◆ Task goal
Reproduce the listing from its first line through the line containing "x=401 y=251", changing every "pointer" to "cursor" and leaving everything else as it is.
— begin —
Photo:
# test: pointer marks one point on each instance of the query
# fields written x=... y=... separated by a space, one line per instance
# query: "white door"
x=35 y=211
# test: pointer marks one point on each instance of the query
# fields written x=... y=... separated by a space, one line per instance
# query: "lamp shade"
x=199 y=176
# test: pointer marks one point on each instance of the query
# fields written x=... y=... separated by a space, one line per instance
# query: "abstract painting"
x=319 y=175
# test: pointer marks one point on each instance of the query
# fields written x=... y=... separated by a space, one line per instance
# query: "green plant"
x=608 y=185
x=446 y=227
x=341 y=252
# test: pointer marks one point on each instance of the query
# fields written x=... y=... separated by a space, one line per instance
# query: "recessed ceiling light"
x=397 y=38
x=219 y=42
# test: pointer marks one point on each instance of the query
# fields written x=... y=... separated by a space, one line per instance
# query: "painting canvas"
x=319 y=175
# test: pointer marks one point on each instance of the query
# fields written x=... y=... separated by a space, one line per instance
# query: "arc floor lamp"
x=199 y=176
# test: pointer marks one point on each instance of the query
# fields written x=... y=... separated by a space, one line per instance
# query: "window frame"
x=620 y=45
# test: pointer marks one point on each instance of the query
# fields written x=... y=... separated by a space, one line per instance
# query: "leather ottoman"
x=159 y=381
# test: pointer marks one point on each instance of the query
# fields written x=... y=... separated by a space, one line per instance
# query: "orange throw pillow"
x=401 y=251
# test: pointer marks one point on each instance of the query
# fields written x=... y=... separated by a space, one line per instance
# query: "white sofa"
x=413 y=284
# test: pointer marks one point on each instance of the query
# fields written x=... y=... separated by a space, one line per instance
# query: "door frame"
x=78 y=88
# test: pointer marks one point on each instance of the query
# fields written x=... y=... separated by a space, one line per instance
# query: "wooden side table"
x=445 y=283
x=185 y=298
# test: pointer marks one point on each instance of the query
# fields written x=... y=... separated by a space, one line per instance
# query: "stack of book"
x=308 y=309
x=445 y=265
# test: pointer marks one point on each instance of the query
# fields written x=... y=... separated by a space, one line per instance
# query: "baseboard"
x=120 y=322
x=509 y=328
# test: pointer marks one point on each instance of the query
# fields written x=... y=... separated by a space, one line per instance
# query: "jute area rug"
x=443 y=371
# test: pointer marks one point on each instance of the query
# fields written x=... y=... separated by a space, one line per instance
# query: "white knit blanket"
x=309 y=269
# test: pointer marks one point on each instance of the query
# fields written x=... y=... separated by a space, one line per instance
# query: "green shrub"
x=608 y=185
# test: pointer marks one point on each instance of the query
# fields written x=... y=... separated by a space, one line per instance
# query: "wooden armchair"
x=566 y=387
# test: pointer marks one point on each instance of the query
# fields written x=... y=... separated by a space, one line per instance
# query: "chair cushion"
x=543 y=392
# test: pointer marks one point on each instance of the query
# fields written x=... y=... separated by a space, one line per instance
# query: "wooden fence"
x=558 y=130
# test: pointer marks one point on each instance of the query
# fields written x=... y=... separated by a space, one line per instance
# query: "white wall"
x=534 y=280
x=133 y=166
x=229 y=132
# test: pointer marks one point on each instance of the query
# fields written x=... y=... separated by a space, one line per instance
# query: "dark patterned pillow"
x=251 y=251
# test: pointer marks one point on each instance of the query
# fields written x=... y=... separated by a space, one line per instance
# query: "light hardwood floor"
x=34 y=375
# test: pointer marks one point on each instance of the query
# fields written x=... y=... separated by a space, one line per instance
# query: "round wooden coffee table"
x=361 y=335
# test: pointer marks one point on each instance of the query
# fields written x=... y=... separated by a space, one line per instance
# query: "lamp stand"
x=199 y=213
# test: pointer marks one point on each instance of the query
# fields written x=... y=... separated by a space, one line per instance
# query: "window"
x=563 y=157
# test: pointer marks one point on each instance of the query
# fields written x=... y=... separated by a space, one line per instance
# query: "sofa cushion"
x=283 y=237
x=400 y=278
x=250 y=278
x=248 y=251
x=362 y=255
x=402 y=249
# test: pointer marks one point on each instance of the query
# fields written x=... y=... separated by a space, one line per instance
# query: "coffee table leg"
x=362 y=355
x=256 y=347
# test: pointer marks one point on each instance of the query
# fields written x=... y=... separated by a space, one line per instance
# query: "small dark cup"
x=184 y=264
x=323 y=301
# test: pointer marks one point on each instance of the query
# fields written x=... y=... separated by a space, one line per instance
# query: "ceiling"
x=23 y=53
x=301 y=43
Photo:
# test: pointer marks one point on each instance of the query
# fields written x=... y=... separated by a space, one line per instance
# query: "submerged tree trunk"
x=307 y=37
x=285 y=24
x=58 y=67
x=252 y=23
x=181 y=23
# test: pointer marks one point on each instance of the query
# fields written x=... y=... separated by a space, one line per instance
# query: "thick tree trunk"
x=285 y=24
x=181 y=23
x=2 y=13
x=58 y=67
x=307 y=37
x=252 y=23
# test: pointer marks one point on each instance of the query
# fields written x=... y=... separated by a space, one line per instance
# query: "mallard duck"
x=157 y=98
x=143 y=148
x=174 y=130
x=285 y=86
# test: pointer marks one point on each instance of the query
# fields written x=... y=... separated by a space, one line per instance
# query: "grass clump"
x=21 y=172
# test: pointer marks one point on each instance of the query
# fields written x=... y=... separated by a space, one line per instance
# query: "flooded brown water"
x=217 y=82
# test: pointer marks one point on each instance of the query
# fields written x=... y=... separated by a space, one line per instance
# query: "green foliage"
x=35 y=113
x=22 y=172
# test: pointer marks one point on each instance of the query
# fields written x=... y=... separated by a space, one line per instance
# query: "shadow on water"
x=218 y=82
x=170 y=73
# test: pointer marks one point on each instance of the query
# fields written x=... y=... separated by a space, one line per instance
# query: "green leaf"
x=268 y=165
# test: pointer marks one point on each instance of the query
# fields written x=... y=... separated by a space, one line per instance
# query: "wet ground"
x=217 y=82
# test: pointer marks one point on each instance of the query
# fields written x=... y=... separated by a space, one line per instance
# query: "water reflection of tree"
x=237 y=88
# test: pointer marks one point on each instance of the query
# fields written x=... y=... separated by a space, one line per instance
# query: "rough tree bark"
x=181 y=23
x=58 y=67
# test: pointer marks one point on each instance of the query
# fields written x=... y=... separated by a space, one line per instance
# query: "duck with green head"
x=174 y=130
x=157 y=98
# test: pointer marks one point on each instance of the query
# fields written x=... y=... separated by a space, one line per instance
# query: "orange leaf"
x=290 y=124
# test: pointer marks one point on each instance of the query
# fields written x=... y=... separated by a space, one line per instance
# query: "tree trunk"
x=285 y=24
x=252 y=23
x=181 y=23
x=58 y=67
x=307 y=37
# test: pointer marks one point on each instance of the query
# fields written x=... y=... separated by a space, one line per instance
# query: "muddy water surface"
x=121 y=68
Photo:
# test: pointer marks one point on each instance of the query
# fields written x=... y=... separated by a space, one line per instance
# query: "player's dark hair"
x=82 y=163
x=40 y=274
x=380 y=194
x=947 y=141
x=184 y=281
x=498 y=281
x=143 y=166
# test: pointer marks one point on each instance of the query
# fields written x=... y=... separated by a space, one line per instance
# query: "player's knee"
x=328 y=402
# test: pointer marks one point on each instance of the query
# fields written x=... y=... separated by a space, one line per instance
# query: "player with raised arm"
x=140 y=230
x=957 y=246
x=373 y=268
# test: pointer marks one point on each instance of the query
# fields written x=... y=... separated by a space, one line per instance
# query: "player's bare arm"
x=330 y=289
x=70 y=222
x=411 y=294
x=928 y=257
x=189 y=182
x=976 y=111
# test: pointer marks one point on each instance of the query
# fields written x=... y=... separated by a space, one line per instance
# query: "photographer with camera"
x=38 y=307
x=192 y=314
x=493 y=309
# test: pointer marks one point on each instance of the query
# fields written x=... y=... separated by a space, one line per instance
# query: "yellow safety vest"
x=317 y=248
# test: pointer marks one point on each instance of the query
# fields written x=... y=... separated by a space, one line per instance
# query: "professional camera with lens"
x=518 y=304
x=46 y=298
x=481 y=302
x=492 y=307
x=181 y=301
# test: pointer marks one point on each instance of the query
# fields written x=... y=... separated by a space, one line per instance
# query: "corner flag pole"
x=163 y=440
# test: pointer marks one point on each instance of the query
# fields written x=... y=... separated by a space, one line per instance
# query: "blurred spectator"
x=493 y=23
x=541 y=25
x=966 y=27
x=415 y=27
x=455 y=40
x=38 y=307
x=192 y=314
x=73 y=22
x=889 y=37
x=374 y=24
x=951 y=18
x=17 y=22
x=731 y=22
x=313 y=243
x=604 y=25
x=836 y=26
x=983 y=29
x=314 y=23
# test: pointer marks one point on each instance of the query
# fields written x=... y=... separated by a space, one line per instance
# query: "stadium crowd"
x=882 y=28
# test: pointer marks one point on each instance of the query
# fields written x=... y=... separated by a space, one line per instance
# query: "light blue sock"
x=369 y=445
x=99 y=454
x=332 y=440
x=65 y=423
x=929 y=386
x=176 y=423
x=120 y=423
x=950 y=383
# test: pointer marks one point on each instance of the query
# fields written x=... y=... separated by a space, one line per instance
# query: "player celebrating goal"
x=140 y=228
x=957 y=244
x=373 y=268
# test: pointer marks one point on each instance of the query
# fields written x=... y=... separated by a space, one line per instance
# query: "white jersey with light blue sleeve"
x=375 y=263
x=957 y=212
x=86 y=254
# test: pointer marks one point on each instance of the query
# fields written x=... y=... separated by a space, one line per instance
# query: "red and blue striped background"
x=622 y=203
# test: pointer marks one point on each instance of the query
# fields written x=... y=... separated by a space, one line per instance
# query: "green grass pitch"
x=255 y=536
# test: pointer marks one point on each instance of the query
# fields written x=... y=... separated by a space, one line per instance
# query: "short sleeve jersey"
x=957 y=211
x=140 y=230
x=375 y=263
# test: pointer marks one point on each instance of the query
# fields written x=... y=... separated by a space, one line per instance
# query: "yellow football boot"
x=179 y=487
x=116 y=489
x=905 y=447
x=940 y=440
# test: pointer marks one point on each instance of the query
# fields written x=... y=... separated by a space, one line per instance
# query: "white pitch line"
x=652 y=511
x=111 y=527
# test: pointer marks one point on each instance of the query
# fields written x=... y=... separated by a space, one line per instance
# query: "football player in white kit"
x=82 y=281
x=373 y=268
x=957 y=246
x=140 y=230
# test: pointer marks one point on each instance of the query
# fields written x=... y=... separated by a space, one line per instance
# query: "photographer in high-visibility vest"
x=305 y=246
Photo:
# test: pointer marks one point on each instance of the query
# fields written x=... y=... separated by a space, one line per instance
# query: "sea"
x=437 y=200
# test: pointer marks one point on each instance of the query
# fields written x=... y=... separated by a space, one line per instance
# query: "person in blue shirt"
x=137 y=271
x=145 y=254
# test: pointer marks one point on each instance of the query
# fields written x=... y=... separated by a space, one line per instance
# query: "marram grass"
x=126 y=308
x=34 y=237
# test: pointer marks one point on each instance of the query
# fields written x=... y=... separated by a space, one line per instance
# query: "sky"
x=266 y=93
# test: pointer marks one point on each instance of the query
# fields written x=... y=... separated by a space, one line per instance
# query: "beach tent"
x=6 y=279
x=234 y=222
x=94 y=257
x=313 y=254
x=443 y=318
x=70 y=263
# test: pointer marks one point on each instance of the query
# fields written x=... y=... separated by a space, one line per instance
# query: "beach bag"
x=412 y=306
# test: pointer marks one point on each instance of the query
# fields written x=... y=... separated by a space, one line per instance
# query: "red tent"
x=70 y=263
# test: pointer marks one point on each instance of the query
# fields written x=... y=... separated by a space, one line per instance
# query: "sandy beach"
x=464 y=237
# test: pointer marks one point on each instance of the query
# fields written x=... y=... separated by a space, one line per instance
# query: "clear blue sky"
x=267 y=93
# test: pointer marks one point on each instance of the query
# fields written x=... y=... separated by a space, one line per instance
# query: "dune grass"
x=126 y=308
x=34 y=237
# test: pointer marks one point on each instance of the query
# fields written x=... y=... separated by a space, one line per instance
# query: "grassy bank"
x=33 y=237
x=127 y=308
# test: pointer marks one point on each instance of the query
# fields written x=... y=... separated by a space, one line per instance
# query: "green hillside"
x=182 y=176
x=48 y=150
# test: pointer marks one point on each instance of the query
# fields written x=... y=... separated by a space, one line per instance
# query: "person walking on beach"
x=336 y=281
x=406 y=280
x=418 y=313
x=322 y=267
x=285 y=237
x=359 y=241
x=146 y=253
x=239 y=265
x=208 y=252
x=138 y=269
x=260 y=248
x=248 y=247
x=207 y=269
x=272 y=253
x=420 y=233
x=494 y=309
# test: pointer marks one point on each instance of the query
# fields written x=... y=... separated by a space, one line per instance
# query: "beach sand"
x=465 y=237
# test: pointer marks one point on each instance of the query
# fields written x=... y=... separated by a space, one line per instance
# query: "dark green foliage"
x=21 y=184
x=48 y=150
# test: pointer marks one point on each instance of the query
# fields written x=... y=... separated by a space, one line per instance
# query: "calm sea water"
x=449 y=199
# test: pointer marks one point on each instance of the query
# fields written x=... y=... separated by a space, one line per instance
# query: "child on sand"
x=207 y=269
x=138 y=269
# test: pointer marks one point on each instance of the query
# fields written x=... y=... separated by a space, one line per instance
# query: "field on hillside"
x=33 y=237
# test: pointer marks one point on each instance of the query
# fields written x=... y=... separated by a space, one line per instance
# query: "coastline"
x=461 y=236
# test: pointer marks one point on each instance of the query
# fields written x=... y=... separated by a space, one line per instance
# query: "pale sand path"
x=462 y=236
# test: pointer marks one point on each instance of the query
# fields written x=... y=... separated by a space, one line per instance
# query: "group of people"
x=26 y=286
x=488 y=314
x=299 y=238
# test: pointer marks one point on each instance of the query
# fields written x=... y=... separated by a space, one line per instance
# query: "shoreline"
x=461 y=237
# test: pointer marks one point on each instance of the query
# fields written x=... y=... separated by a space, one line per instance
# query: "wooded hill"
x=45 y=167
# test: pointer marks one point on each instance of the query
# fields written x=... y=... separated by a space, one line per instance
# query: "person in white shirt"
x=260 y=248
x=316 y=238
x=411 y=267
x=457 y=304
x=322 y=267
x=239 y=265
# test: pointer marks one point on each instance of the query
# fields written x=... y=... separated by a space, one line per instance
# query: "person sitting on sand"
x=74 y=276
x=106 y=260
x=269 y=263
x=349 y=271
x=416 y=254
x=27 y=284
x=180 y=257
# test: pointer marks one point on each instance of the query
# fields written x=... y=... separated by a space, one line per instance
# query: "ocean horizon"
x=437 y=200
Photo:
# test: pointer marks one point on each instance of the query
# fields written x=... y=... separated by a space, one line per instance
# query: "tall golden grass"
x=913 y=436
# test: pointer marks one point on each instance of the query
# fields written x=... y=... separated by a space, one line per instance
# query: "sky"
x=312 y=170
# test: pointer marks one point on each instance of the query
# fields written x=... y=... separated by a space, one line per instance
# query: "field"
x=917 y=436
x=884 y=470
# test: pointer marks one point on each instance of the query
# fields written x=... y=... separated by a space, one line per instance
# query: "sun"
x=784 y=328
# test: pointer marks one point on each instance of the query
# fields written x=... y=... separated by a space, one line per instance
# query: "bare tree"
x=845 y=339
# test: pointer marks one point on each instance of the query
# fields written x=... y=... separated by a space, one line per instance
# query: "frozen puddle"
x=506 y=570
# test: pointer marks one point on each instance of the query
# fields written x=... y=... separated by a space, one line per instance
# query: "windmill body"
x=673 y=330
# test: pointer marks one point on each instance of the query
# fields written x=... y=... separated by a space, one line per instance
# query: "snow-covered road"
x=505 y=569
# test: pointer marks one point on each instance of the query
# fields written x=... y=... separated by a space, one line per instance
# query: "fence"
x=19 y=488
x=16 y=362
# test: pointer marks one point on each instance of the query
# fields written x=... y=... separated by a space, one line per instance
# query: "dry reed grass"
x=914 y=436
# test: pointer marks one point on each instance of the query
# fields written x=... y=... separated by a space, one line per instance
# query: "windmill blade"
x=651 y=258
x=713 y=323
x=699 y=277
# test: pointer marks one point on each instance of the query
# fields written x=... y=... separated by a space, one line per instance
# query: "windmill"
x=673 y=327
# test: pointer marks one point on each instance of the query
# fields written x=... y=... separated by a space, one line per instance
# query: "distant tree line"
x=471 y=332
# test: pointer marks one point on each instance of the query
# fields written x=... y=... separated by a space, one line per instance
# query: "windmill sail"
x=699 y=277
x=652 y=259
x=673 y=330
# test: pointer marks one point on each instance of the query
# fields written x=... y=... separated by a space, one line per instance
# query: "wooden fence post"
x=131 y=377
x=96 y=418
— end —
◆ Task result
Photo:
# test: cursor marks one point on each instance of the query
# fields written x=... y=... separated by a space, one line per instance
# query: "white door"
x=35 y=211
# test: cursor marks one point on each instance of the query
# fields written x=... y=... separated by a space, one line per instance
# query: "lamp shade"
x=199 y=176
# test: cursor marks one point on each instance of the query
# fields written x=... y=... separated by a space, one line per instance
# query: "abstract painting"
x=319 y=175
# test: cursor marks one point on each instance of the query
# fields written x=... y=... separated by a space, one line per instance
# query: "green plant"
x=608 y=185
x=446 y=227
x=341 y=252
# test: cursor marks one point on each instance of the query
# fields written x=... y=... separated by a space, one line per instance
# query: "recessed ceiling light"
x=397 y=38
x=219 y=42
# test: cursor marks one point on each instance of the query
# fields written x=... y=... separated by a space, one line per instance
# query: "painting canvas"
x=319 y=175
# test: cursor marks one point on each instance of the query
# fields written x=... y=... separated by a space, one line per instance
# query: "arc floor lamp"
x=199 y=176
# test: cursor marks one point on each instance of the query
# fields written x=... y=... separated by a space, one line per instance
# query: "window frame"
x=620 y=45
# test: cursor marks one point on each instance of the query
# fields written x=... y=... separated by a space, one line per instance
# query: "leather ottoman"
x=159 y=381
# test: cursor marks one point on each instance of the query
# fields written x=... y=... separated by a space, one line per instance
# query: "orange throw pillow"
x=401 y=251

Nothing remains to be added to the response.